PROBLEM TO WORK ON: Locate every line in the entries below that contains the word "road", and copy each of those lines.
* Start RECORDS FOR THIS TASK *
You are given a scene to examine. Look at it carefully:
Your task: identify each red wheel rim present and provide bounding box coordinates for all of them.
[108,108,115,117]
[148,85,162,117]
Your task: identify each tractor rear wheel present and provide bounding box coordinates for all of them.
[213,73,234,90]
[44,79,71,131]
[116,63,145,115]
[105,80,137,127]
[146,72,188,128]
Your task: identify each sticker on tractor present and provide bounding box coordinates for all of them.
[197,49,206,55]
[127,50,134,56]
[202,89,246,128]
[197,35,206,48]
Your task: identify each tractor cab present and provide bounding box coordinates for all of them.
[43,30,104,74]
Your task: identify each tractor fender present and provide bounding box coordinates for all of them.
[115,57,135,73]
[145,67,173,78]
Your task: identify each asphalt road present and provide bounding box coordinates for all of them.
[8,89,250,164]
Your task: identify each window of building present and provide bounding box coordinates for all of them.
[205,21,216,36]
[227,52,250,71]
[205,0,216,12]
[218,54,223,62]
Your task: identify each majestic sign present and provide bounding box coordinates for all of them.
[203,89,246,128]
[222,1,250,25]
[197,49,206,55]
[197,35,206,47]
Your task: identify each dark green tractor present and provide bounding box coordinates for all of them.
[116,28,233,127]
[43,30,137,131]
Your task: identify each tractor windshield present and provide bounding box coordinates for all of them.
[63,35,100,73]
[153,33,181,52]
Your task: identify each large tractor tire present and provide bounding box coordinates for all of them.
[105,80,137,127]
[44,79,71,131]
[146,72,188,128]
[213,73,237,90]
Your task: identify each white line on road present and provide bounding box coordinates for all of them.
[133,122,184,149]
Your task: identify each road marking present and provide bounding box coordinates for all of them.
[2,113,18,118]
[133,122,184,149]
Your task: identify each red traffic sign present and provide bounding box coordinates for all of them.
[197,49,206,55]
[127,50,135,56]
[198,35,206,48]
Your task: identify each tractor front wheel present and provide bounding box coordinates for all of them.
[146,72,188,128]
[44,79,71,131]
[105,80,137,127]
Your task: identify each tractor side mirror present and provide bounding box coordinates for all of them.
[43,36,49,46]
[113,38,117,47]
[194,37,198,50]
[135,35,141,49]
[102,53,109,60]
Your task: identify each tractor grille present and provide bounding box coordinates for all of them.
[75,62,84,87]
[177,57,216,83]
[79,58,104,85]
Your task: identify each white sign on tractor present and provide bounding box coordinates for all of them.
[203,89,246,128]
* End RECORDS FOR THIS TASK *
REPLY:
Your task: identify each asphalt road present and provide bounding box coordinates for all of them.
Your task: identify each white line on road present and provide bounding box coordinates for all of them.
Your task: identify each road marking present and provide bounding box coordinates for all of them.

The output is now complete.